● Problem to solve
Turn everything from the line containing "Mark each instance of the neighboring" down to the last line of the items into a JSON list of strings, one string per line, skipping any blank lines.

● Data excerpts
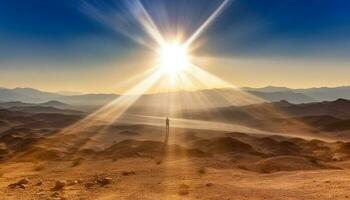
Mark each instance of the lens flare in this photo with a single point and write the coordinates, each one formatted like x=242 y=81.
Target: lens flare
x=173 y=58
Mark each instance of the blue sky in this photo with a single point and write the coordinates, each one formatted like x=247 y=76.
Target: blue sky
x=48 y=33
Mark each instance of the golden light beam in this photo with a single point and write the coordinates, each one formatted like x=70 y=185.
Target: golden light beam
x=147 y=23
x=207 y=22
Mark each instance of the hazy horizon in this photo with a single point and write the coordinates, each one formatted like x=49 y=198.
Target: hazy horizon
x=93 y=47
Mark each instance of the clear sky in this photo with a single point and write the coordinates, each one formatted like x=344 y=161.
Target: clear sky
x=91 y=46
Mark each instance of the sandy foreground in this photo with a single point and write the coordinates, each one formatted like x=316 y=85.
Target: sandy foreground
x=140 y=178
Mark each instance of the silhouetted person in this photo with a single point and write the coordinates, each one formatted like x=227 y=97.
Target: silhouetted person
x=167 y=124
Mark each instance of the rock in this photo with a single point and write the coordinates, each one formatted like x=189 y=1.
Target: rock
x=21 y=184
x=72 y=182
x=128 y=173
x=104 y=181
x=59 y=185
x=184 y=186
x=184 y=192
x=23 y=181
x=89 y=184
x=209 y=184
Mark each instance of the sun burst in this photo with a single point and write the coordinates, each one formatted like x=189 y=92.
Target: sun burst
x=174 y=58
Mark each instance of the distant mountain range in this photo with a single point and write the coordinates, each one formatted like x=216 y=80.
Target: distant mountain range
x=270 y=94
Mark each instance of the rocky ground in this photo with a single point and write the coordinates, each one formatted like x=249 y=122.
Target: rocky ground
x=141 y=178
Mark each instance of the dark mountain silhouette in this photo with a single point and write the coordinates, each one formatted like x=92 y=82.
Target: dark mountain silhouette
x=269 y=93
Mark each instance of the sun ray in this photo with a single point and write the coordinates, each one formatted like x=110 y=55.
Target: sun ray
x=207 y=22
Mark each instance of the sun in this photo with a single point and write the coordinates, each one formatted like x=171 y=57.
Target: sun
x=173 y=58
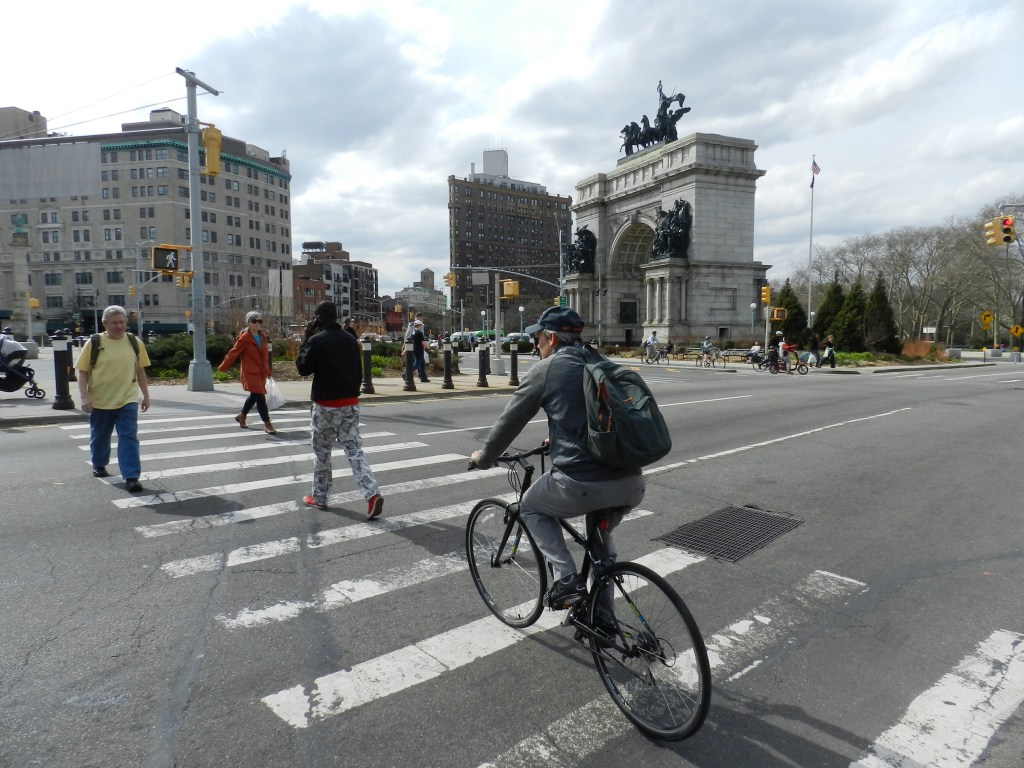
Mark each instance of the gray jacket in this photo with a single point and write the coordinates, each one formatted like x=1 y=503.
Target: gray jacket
x=554 y=384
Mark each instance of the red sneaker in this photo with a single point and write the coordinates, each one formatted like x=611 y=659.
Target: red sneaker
x=375 y=506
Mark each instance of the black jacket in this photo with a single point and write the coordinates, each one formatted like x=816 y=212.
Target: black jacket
x=332 y=356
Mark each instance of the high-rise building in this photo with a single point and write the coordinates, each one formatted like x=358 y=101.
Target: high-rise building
x=350 y=285
x=79 y=214
x=502 y=224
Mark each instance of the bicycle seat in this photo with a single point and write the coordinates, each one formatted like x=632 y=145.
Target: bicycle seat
x=601 y=516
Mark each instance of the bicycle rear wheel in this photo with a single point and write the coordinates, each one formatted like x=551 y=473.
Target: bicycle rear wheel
x=657 y=672
x=507 y=567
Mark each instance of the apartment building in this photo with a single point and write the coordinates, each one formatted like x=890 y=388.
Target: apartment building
x=501 y=223
x=79 y=214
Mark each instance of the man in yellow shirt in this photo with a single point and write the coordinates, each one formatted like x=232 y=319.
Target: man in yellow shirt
x=110 y=395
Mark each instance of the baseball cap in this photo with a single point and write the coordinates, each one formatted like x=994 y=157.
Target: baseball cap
x=557 y=318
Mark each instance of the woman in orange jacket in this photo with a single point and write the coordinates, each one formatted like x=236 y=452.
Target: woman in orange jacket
x=252 y=351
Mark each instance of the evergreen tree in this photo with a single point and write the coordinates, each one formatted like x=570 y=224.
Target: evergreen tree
x=848 y=328
x=880 y=325
x=829 y=308
x=795 y=325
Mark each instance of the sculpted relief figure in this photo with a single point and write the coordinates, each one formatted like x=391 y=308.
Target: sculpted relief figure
x=583 y=252
x=672 y=238
x=637 y=137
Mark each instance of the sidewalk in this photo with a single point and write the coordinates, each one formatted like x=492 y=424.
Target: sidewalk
x=17 y=411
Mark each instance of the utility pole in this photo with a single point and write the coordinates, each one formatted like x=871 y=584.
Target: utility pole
x=200 y=371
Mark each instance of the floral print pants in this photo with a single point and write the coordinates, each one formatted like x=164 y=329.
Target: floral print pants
x=341 y=425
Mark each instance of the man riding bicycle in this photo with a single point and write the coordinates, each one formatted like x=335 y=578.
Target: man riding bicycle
x=577 y=483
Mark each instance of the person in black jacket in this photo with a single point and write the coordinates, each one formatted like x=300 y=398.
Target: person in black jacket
x=331 y=355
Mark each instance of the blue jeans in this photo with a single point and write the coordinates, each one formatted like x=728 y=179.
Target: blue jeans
x=125 y=420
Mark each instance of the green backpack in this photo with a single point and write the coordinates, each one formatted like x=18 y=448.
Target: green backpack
x=626 y=428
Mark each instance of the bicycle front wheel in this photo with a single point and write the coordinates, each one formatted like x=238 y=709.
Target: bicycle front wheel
x=505 y=562
x=657 y=671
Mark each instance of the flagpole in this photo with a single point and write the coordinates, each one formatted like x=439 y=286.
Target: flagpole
x=810 y=246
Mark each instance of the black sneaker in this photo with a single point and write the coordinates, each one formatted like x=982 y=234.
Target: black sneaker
x=566 y=591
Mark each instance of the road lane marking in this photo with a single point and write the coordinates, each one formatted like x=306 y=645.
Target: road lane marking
x=764 y=443
x=200 y=427
x=349 y=591
x=254 y=513
x=731 y=651
x=221 y=418
x=268 y=550
x=268 y=461
x=173 y=497
x=950 y=724
x=340 y=691
x=150 y=458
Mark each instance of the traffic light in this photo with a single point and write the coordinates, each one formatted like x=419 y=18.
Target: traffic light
x=1007 y=233
x=211 y=138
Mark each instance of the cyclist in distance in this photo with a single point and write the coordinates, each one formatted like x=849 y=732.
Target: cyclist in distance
x=577 y=483
x=706 y=347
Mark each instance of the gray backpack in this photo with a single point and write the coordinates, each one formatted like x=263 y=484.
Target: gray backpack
x=626 y=428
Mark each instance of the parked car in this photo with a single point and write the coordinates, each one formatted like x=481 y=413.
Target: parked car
x=522 y=341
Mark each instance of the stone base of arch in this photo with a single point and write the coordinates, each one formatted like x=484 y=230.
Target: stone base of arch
x=684 y=299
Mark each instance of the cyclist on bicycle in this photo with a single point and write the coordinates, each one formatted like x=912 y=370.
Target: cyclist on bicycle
x=577 y=483
x=706 y=350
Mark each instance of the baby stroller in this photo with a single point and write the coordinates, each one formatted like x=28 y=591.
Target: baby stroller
x=13 y=376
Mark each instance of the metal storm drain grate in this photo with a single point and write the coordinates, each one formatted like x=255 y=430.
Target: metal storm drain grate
x=730 y=534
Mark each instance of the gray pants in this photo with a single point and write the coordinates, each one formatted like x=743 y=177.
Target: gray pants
x=556 y=496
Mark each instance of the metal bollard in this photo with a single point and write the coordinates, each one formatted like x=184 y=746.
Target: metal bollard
x=368 y=385
x=61 y=363
x=448 y=383
x=410 y=372
x=484 y=367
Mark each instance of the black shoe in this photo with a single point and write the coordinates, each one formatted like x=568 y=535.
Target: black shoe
x=566 y=591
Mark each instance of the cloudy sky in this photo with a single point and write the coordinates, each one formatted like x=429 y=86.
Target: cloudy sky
x=912 y=109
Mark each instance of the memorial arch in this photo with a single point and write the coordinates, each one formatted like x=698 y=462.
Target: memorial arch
x=634 y=290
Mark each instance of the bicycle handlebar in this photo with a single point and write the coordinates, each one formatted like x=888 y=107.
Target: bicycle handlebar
x=511 y=459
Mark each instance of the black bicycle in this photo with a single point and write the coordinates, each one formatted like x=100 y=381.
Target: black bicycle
x=650 y=656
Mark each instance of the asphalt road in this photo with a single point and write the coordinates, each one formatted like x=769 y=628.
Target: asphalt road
x=214 y=623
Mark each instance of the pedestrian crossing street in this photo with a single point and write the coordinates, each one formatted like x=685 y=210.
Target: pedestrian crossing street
x=949 y=723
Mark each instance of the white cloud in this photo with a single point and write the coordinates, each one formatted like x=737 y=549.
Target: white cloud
x=377 y=103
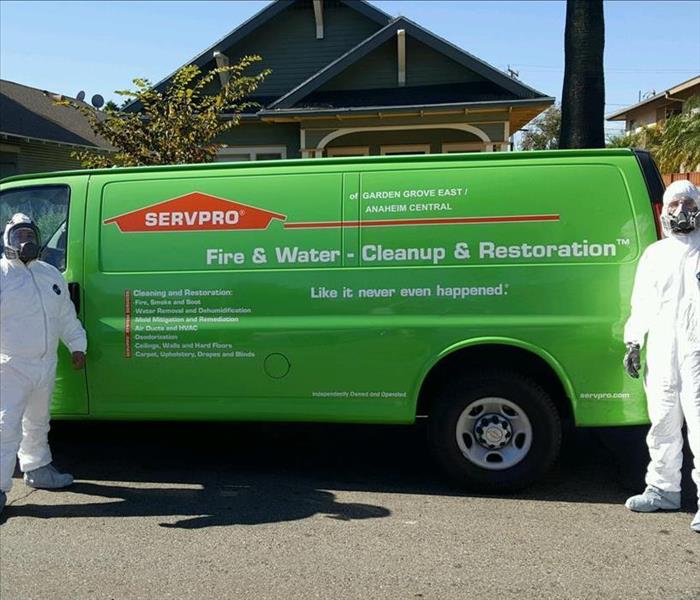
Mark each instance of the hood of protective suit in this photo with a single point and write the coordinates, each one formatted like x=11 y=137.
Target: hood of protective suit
x=13 y=250
x=684 y=189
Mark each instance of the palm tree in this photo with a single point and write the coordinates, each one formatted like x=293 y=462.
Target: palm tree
x=583 y=96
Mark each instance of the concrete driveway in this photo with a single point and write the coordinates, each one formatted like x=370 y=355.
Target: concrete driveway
x=298 y=511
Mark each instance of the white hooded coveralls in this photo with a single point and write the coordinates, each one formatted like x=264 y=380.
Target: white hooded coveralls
x=35 y=311
x=666 y=309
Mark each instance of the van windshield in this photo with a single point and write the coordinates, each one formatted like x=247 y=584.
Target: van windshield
x=47 y=206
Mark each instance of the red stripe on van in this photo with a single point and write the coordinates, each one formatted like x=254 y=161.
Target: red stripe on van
x=434 y=221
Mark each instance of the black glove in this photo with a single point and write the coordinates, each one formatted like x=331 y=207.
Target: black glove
x=632 y=362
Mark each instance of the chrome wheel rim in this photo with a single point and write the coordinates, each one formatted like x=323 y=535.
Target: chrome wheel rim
x=494 y=433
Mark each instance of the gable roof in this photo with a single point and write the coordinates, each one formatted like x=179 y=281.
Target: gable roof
x=260 y=18
x=620 y=115
x=32 y=113
x=488 y=72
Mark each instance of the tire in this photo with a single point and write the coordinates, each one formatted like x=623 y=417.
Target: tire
x=509 y=431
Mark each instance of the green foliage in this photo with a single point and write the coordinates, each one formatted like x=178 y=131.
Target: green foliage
x=680 y=147
x=174 y=126
x=674 y=144
x=543 y=132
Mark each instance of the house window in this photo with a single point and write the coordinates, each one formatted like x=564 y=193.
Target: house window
x=405 y=149
x=244 y=153
x=348 y=151
x=463 y=147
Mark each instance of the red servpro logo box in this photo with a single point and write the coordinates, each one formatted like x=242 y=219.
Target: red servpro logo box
x=195 y=212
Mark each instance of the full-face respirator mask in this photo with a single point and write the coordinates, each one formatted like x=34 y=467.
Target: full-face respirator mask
x=22 y=239
x=680 y=215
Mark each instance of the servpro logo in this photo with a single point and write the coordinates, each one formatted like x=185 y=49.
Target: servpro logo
x=195 y=212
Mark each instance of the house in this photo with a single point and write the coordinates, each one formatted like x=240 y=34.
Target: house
x=657 y=108
x=348 y=79
x=38 y=135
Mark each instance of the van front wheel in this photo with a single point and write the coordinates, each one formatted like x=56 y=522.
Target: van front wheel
x=494 y=431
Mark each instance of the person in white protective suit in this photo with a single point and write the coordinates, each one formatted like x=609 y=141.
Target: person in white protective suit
x=35 y=311
x=666 y=309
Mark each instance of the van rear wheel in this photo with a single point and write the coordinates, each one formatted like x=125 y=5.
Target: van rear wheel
x=494 y=431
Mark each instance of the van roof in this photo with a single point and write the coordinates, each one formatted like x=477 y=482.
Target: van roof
x=451 y=157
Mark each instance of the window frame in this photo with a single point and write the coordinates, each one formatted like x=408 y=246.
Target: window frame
x=395 y=149
x=450 y=147
x=334 y=151
x=251 y=151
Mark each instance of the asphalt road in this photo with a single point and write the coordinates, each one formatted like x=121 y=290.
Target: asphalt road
x=292 y=511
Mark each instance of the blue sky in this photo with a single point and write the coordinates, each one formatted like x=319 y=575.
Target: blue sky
x=100 y=46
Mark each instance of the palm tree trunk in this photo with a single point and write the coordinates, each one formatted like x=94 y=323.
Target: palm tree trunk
x=583 y=96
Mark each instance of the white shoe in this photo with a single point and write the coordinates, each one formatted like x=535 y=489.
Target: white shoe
x=653 y=499
x=47 y=478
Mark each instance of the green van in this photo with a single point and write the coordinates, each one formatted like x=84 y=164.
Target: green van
x=486 y=292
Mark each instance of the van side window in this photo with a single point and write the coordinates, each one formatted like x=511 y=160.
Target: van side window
x=47 y=206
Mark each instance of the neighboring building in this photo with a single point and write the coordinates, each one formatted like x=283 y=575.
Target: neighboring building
x=657 y=108
x=36 y=134
x=347 y=79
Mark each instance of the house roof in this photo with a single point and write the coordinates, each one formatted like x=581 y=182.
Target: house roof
x=499 y=80
x=310 y=96
x=404 y=108
x=28 y=112
x=260 y=18
x=621 y=115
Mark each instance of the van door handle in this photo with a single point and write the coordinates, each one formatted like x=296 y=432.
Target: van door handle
x=74 y=292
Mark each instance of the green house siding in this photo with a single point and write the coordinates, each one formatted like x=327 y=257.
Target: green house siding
x=21 y=156
x=288 y=44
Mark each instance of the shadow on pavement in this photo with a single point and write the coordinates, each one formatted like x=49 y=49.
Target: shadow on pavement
x=223 y=474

● Full output
[
  "Mark each instance of the neighboring building in this photo with a single point and write the coordinates, each one formatted like x=283 y=575.",
  "Target: neighboring building",
  "x=657 y=108",
  "x=36 y=134",
  "x=347 y=79",
  "Mark each instance of the house roof in this photo with a single point and write the coordinates, each one formatted like x=581 y=182.",
  "Target: house roof",
  "x=499 y=80",
  "x=310 y=96",
  "x=404 y=108",
  "x=28 y=112",
  "x=260 y=18",
  "x=621 y=115",
  "Mark each instance of the van door handle in this photo with a single point and write the coordinates, each one formatted like x=296 y=432.",
  "Target: van door handle",
  "x=74 y=292",
  "Mark each instance of the green house siding in this photo with a single point and write the coordinates, each one formatted like x=327 y=257.",
  "Target: green house siding",
  "x=21 y=156",
  "x=288 y=44",
  "Mark each instance of the shadow on pavement in this photo with a single point and write the coordinates, each one formatted like x=49 y=49.",
  "Target: shadow on pavement",
  "x=223 y=474"
]